> **Source data**
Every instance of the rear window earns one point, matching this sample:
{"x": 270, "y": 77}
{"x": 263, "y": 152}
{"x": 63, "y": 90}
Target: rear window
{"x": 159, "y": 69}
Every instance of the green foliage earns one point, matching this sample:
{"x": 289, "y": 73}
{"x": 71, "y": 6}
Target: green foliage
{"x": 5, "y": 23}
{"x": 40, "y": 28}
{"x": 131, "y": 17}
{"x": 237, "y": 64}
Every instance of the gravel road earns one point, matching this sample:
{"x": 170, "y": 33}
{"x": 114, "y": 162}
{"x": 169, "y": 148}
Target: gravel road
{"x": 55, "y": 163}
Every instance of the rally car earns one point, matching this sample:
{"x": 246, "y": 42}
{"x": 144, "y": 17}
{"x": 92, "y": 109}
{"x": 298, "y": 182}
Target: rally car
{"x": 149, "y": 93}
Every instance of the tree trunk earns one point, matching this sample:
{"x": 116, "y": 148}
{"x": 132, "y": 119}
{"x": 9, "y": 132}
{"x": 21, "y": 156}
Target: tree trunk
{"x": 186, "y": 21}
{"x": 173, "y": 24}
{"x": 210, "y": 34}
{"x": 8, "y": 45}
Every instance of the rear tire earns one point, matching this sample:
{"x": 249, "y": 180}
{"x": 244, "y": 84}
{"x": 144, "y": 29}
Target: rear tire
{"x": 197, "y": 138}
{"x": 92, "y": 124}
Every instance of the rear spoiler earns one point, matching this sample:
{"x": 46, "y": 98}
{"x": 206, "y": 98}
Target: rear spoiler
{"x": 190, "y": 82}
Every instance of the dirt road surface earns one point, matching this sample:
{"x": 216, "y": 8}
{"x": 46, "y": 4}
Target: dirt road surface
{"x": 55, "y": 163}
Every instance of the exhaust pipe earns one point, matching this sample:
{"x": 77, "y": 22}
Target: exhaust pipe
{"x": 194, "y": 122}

> **Work task**
Where a line contains "Target: rear tire", begin there and output each line through the end of the data above, exactly; give no other lines.

> **Completed task**
Target: rear tire
{"x": 197, "y": 138}
{"x": 92, "y": 124}
Every instance of the rear spoiler earns one point, matching this sample:
{"x": 46, "y": 98}
{"x": 206, "y": 98}
Target: rear spoiler
{"x": 190, "y": 82}
Every instance of the dirt road surface earns one point, matching this sample:
{"x": 216, "y": 8}
{"x": 46, "y": 4}
Target: dirt road surface
{"x": 55, "y": 163}
Every instance of the exhaust pipe earns one point, matching this sample:
{"x": 77, "y": 22}
Target: exhaust pipe
{"x": 194, "y": 122}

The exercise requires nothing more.